What you will do: Print the passage on the Aaron Rodgers trade talks word for word, starting with "Apparently we now" and going on through "no questions asked.".

Selected text:
####

The two sides have remained deadlocked in negotiations that have dragged on longer than the Paris Peace Accord, in which North and South Vietnam famously spent months arguing over what shape the table should be while thousands were dying. And speaking of politics, the only update we've had in a month is one candidate for President capturing the coveted Aaron Rodgers Endorsement:

Historically, the endorsement of a hallucinogen enthusiast quarterback with a penchant for hanging out in dark places and one Super Bowl ring has been good for about 300 electoral votes. It's believed that's how Joe Namath won Dick Nixon 49 states back in '72. So congratulations to future President Elect Robert Kennedy Jr.

Apparently we now know the reason for the lack of news. The last month has seen a total stalemate: 

Source - Yahoo Sports NFL reporter Charles Robinson appeared on the Wilde and Tausch podcast on ESPN Radio and shared some insight into the trade talks. He reports that the Packers’ asking price for Rodgers is a second-round pick in 2023 — of which the Jets have two of thanks to the trading of Elijah Moore to the Cleveland Browns — and a straight first-round pick in 2024. That means no “graduating picks” or anything of that sort. Green Bay wants a first-round pick next year, no questions asked. 

Green Bay is also willing to include some sort of compensation pick in 2025 for the Jets if Rodgers decides not to play in 2024, per Robinson.

The Jets, and specifically owner Woody Johnson, are saying no. They do not want to budge immediately off of a first-round pick in 2024 and part of that has to do with what happened this past season with the Denver Broncos and Russell Wilson with all the picks the Broncos traded to the Seattle Seahawks for Wilson only for him to lead Denver to a 5-12 record and give the Seahawks the 5th pick in the upcoming draft.

####

Excerpted data:
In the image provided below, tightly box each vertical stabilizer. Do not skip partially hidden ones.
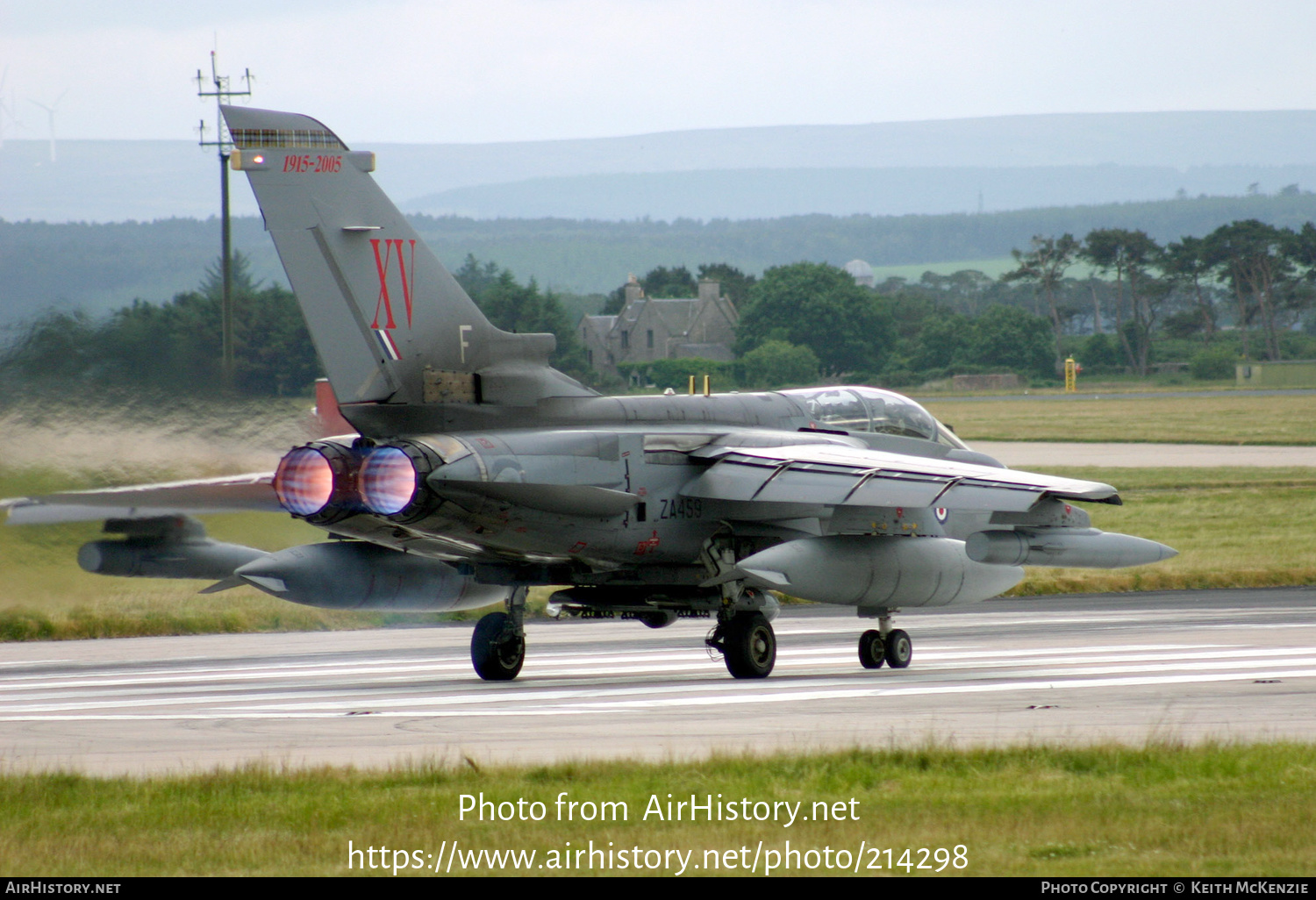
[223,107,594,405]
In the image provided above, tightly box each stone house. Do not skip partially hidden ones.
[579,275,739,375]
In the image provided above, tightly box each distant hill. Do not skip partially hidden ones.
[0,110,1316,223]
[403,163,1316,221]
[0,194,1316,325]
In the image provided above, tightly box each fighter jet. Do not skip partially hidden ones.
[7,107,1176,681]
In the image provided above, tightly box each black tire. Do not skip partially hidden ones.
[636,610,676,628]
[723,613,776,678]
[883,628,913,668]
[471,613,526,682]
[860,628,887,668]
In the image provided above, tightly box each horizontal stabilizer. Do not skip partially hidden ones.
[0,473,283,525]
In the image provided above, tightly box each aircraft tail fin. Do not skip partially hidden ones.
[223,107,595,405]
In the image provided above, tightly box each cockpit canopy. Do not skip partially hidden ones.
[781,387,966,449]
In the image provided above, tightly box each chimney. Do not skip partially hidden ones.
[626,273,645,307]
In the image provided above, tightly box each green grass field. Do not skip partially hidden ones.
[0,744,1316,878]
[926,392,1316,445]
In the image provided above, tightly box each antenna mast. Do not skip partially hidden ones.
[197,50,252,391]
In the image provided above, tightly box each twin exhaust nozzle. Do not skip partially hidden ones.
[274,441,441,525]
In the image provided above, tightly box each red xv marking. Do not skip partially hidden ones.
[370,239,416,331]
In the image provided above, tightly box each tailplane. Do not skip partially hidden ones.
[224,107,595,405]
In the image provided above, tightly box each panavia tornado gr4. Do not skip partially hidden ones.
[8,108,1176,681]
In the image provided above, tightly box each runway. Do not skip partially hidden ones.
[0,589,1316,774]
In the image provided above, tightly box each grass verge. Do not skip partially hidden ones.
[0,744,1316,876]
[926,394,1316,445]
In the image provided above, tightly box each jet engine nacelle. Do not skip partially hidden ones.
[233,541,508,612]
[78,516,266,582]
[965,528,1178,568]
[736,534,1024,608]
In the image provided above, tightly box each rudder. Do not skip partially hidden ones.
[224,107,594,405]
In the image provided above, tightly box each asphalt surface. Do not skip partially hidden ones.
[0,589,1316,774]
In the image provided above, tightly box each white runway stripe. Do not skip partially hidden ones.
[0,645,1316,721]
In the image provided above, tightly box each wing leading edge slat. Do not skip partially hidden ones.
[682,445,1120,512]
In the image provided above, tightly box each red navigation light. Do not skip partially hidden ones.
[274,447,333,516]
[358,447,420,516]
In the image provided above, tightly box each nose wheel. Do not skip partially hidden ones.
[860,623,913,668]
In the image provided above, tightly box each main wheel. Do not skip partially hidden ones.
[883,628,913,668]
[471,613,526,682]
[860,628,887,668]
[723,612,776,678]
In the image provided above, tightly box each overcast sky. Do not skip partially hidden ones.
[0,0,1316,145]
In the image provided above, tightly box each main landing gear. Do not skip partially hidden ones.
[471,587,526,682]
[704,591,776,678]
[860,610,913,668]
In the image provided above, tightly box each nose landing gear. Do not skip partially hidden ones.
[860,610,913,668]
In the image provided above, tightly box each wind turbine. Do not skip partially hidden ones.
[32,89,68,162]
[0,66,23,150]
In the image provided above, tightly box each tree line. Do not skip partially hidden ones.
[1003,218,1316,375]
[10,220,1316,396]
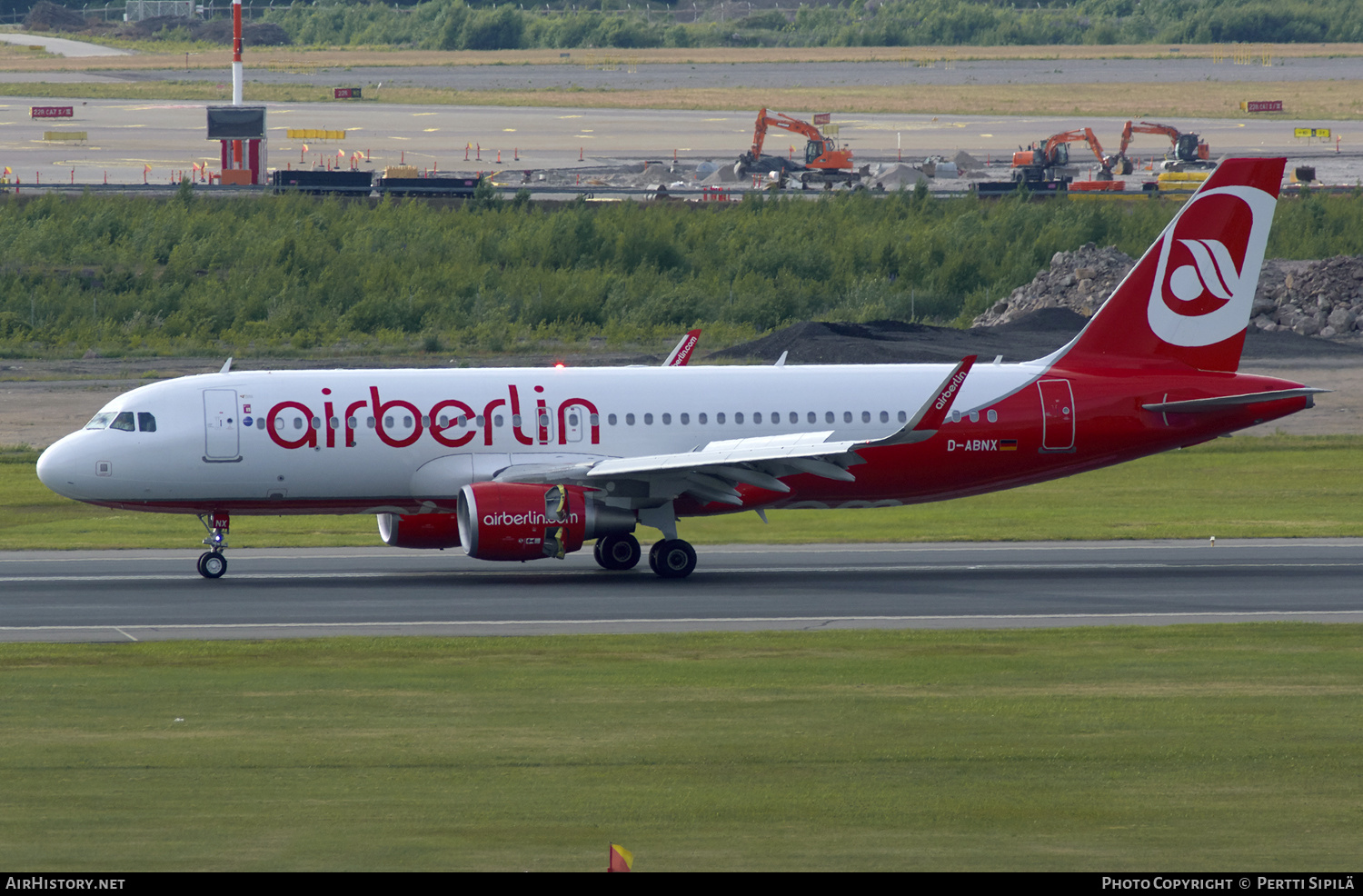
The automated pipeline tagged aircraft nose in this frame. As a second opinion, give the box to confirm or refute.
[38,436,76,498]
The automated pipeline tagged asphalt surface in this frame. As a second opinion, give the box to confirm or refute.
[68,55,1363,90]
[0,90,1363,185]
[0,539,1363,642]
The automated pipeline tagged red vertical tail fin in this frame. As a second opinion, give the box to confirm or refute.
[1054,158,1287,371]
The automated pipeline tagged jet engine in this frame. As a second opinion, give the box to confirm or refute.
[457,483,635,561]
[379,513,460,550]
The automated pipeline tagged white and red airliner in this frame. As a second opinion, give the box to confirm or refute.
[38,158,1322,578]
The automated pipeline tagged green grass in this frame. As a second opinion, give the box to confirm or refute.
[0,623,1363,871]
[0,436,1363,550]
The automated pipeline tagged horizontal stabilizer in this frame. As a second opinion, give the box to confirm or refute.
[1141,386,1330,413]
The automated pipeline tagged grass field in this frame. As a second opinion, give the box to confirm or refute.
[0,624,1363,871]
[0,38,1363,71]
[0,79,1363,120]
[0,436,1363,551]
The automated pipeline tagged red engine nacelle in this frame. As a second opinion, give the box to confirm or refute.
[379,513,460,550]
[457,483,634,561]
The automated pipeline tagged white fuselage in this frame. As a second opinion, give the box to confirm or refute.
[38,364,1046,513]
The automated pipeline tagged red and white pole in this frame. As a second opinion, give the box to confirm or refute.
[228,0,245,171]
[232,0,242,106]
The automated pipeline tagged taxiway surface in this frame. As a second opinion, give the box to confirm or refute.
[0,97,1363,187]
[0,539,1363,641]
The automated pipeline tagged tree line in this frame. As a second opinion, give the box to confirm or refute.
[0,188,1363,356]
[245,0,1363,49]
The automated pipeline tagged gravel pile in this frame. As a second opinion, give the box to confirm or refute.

####

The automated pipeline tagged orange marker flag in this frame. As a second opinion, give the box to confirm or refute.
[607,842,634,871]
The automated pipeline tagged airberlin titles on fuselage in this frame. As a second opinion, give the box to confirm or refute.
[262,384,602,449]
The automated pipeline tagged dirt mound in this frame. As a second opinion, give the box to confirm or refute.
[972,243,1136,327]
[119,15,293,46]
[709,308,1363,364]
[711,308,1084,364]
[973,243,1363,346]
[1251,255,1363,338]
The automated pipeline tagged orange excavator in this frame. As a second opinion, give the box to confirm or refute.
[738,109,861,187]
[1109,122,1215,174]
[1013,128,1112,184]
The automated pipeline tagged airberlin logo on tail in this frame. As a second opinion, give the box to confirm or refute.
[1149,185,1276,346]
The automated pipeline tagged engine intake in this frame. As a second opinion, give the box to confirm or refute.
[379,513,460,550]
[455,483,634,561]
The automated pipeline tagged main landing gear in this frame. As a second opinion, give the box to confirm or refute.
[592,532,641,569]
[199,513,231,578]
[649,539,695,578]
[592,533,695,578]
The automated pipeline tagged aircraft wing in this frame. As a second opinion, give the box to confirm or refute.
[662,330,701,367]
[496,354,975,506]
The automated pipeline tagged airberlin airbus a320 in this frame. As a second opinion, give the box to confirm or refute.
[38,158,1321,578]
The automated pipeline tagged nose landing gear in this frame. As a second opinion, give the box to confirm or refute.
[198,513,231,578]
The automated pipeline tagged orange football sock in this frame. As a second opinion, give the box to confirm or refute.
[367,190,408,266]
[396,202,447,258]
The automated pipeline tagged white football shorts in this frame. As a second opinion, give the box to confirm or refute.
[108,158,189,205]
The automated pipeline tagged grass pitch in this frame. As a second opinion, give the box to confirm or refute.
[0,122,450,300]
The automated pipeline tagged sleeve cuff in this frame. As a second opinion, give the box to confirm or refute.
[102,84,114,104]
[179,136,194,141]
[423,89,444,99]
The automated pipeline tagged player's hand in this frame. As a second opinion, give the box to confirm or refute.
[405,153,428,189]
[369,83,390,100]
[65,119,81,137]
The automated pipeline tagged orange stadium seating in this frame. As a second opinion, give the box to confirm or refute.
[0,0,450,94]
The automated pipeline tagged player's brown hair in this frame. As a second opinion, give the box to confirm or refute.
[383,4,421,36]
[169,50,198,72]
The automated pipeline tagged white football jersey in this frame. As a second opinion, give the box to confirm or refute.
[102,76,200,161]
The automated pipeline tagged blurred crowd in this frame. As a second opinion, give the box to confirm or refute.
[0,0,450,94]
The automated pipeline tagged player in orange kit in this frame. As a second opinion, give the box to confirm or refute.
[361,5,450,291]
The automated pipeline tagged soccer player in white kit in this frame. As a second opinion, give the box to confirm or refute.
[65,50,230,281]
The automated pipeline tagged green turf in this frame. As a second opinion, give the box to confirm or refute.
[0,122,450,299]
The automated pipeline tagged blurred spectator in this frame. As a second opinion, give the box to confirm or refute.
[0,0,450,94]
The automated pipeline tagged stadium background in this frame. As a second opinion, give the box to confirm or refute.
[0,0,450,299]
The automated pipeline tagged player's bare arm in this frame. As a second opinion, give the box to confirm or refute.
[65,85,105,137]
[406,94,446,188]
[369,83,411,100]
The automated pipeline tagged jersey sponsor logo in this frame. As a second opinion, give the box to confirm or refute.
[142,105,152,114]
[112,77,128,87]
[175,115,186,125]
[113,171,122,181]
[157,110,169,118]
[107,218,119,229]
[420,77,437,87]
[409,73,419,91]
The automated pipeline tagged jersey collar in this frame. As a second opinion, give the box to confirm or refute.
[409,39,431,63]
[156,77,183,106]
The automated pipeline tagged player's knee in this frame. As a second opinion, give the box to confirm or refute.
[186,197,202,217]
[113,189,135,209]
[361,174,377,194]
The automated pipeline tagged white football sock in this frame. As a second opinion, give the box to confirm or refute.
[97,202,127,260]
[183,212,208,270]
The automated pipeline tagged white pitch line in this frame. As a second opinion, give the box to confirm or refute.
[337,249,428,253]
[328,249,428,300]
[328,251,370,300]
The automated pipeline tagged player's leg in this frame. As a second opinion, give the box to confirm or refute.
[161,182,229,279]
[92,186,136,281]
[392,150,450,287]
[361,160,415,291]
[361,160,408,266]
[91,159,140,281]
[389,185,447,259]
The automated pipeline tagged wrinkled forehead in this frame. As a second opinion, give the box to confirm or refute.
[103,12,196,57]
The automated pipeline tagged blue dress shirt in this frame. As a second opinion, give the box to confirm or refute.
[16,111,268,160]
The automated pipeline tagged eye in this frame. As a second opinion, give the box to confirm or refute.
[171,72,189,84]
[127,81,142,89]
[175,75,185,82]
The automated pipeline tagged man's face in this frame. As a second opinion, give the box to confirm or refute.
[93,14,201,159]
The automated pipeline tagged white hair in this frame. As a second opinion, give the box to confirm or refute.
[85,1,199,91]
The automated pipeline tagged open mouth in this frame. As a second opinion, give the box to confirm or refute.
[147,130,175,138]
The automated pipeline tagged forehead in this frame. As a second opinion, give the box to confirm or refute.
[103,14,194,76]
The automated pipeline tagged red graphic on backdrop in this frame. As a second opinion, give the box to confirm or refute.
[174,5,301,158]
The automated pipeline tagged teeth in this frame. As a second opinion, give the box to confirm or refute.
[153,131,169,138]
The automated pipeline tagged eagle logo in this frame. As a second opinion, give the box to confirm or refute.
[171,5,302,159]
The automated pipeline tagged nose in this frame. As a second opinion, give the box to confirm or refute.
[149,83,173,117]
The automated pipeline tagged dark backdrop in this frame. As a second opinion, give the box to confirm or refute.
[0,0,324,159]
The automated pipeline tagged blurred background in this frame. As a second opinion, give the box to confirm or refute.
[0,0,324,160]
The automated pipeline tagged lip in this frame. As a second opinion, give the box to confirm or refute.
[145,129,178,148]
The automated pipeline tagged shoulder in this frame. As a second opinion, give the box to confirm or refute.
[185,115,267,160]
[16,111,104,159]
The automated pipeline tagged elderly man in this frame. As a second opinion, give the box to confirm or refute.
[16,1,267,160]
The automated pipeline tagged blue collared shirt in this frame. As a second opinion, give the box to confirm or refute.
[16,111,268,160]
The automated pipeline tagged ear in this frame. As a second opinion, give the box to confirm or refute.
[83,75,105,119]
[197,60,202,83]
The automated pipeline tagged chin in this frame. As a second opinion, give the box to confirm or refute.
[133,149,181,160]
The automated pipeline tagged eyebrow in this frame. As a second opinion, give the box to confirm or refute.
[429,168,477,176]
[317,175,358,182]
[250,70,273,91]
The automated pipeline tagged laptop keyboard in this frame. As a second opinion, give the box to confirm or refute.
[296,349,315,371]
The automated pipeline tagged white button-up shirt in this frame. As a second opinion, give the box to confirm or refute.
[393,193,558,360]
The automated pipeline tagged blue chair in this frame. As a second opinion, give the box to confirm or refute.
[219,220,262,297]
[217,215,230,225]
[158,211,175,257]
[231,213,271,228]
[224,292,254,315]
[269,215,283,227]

####

The completed task:
Apparently we now know the reason for the lack of news. The last month has seen a total stalemate: 

Source - Yahoo Sports NFL reporter Charles Robinson appeared on the Wilde and Tausch podcast on ESPN Radio and shared some insight into the trade talks. He reports that the Packers’ asking price for Rodgers is a second-round pick in 2023 — of which the Jets have two of thanks to the trading of Elijah Moore to the Cleveland Browns — and a straight first-round pick in 2024. That means no “graduating picks” or anything of that sort. Green Bay wants a first-round pick next year, no questions asked.